SOURCE EXCERPT =>
Question

Two bike riders left each other and started to ride in opposite directions. Two hours later they were 54 miles apart. If one of them averaged twice the average rate of the other, what was the rate of each?

Answer 1

Answer:

The speed of right going rider is 9 mph

The speed of left going rider is 18 mph

Step-by-step explanation:

Given as :

The total distance apart both the riders = 54 miles

Let The speed of right going rider = x mph

and The speed of left going rider = 2 x  mph

The Distance cover by right going rider = D miles

The Distance cover by left going rider = 54 - D  miles

Total time for both = 2 hours

So, Time = $\dfrac{\textrm Distance}{\textrm Speed}$

Or ,  Distance = speed × Time

For right going rider

       D = x × 2

For left going rider

      54 - D = 2 x × 2

Or, from first equation

     54 - 2 x = 4 x

or, 54 = 4 x + 2 x

or, 6 x = 54

∴   x = $\frac{54}{6}$

I.e x = 9 mph

So, The speed of right going rider = 9 mph

and The speed of left going rider = 2 × 9 = 18  mph

Hence The speed of right going rider is 9 mph

and The speed of left going rider is 18 mph   answer

RECORDED DATA =>
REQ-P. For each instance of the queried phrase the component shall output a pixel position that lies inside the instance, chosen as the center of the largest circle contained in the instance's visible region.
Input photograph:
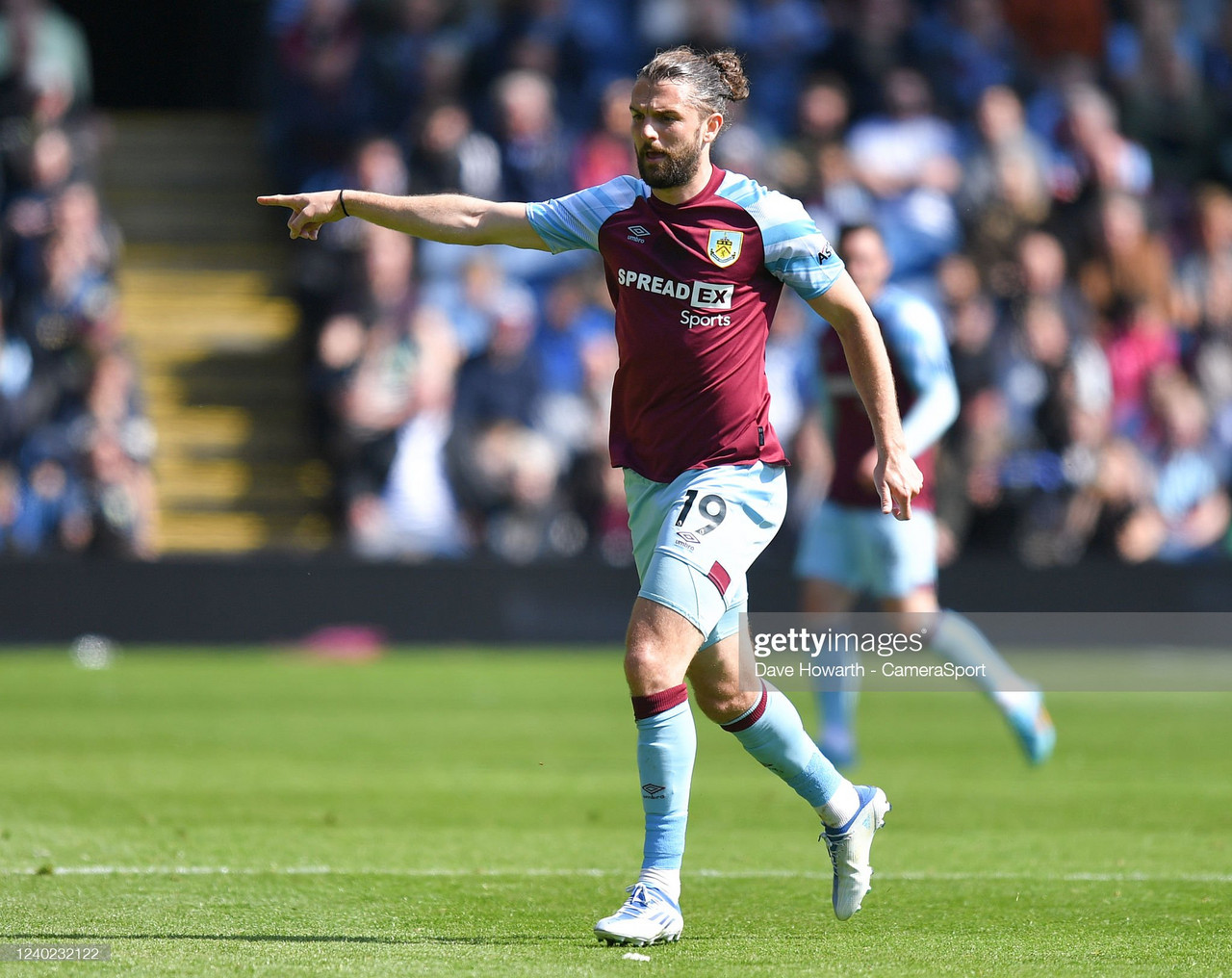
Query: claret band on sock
(656, 703)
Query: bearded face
(669, 167)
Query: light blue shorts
(695, 538)
(867, 551)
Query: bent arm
(453, 219)
(896, 476)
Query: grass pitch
(458, 811)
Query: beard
(673, 170)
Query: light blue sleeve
(572, 221)
(795, 250)
(915, 335)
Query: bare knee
(722, 701)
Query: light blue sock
(667, 744)
(771, 732)
(835, 716)
(958, 641)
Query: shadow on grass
(494, 941)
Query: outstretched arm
(453, 219)
(896, 476)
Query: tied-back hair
(713, 79)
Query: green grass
(457, 811)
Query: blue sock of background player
(958, 641)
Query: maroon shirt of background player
(850, 431)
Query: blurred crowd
(74, 439)
(1052, 176)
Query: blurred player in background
(695, 259)
(848, 549)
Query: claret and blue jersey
(919, 361)
(695, 289)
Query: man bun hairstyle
(713, 79)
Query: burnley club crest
(725, 246)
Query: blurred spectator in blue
(1001, 131)
(967, 480)
(1041, 273)
(970, 48)
(418, 52)
(47, 47)
(414, 516)
(1059, 397)
(1129, 264)
(30, 215)
(1094, 154)
(505, 470)
(53, 512)
(871, 39)
(471, 299)
(121, 501)
(1153, 31)
(1188, 512)
(780, 39)
(1004, 193)
(10, 503)
(449, 154)
(337, 276)
(324, 95)
(606, 152)
(536, 146)
(907, 158)
(502, 382)
(1202, 289)
(368, 378)
(822, 114)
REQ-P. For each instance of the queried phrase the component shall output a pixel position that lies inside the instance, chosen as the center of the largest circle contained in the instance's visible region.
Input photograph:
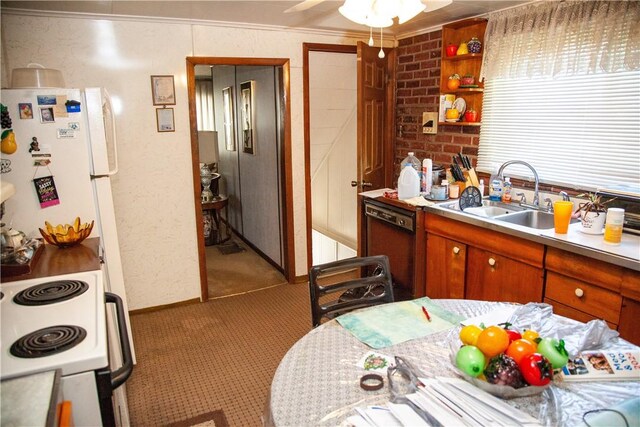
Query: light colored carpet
(221, 354)
(210, 419)
(239, 272)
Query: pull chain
(381, 53)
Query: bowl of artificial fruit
(67, 235)
(504, 362)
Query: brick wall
(418, 91)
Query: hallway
(238, 272)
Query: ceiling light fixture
(380, 13)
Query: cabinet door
(629, 316)
(445, 267)
(493, 277)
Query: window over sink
(562, 92)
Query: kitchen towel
(388, 324)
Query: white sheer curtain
(567, 38)
(204, 104)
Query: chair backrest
(332, 295)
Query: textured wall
(153, 193)
(418, 91)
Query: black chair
(332, 296)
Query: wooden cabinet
(584, 288)
(468, 64)
(488, 265)
(446, 264)
(495, 277)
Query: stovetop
(68, 331)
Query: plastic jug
(408, 183)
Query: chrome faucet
(536, 196)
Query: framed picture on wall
(228, 123)
(430, 123)
(163, 90)
(247, 108)
(164, 120)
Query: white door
(333, 154)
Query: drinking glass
(562, 211)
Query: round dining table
(317, 383)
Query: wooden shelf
(465, 90)
(462, 57)
(459, 124)
(470, 63)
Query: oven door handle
(119, 376)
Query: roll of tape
(371, 382)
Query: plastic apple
(470, 360)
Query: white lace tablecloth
(317, 381)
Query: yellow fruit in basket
(469, 334)
(66, 235)
(493, 341)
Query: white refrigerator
(69, 135)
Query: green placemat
(389, 324)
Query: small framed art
(164, 120)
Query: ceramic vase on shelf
(474, 45)
(592, 222)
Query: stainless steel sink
(489, 208)
(530, 218)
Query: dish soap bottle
(495, 188)
(408, 183)
(506, 190)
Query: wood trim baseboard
(164, 306)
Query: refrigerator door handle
(119, 376)
(108, 105)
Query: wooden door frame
(306, 49)
(286, 166)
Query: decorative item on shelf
(467, 80)
(454, 82)
(471, 116)
(474, 45)
(64, 236)
(452, 115)
(592, 213)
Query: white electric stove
(60, 322)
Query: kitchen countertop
(55, 261)
(30, 400)
(627, 254)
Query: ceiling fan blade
(306, 4)
(436, 4)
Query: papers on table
(444, 402)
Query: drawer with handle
(593, 300)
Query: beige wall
(153, 193)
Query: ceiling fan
(431, 5)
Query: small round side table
(211, 211)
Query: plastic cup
(562, 211)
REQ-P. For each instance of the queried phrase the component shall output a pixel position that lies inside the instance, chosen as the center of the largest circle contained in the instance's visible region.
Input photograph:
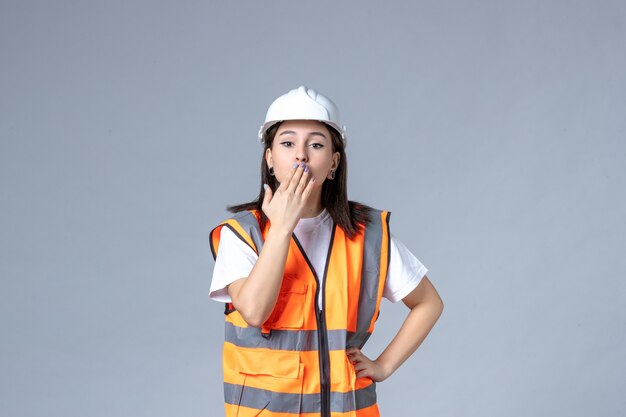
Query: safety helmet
(303, 104)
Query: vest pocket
(272, 381)
(289, 310)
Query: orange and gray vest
(296, 364)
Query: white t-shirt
(235, 260)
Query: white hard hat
(303, 104)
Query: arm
(425, 308)
(255, 295)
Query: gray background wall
(494, 132)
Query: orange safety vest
(296, 364)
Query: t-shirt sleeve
(234, 260)
(404, 274)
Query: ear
(268, 157)
(336, 158)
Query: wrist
(279, 232)
(386, 368)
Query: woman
(302, 271)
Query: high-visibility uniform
(296, 363)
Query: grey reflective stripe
(301, 340)
(279, 402)
(250, 224)
(370, 273)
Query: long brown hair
(349, 215)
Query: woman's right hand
(285, 206)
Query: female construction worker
(302, 271)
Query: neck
(314, 206)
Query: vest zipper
(322, 332)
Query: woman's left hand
(365, 367)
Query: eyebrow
(291, 132)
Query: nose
(301, 155)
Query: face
(305, 141)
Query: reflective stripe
(278, 402)
(370, 274)
(301, 340)
(250, 224)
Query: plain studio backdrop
(493, 131)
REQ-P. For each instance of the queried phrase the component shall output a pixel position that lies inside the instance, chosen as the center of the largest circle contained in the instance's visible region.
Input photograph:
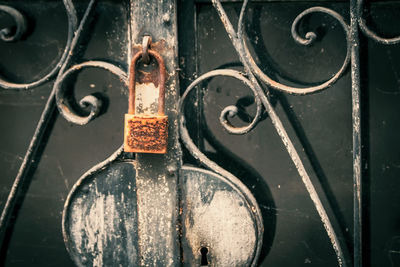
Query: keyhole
(204, 252)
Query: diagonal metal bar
(239, 47)
(356, 117)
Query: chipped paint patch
(218, 217)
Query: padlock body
(146, 133)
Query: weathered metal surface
(100, 215)
(219, 224)
(156, 175)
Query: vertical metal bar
(157, 175)
(356, 117)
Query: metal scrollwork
(6, 34)
(62, 70)
(309, 38)
(252, 72)
(88, 101)
(21, 25)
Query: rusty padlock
(146, 133)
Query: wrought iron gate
(315, 105)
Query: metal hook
(145, 49)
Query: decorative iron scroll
(62, 70)
(253, 74)
(251, 78)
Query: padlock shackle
(161, 82)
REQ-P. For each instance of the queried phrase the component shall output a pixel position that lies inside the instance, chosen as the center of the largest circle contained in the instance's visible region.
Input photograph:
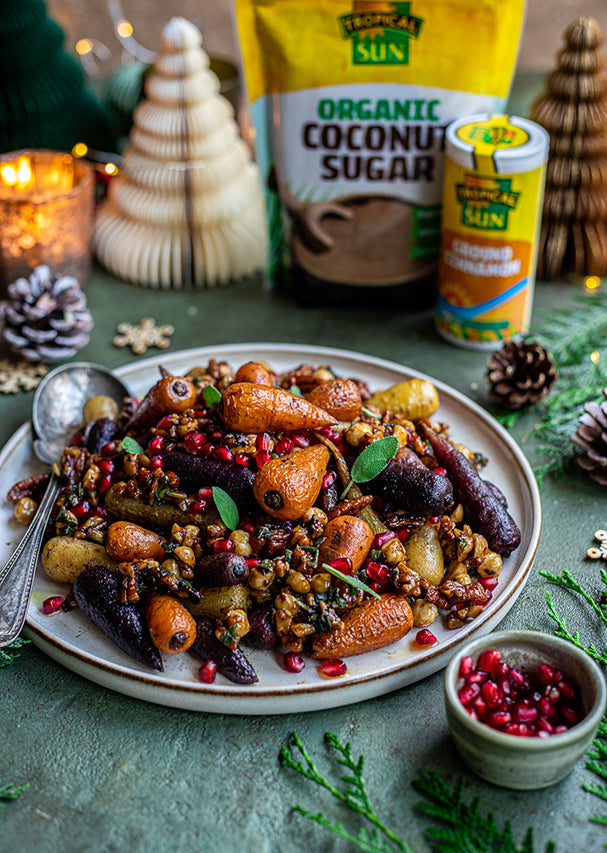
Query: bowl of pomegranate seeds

WORK TO DO =>
1 - Answer from the bike-rider problem:
(a) After how many hours were the two riders 54 miles apart?
(b) What speed does the solution give for the right going rider?
(c) What expression stands for the distance covered by the left going rider?
2 - Reproduce the part of the bike-rider problem starting with "Two bike riders" and going on through "rate of each?".

TASK-BY-TASK RESULTS =>
1 -
(a) Two hours.
(b) 9 mph.
(c) 54 - D miles.

2 -
Two bike riders left each other and started to ride in opposite directions. Two hours later they were 54 miles apart. If one of them averaged twice the average rate of the other, what was the rate of each?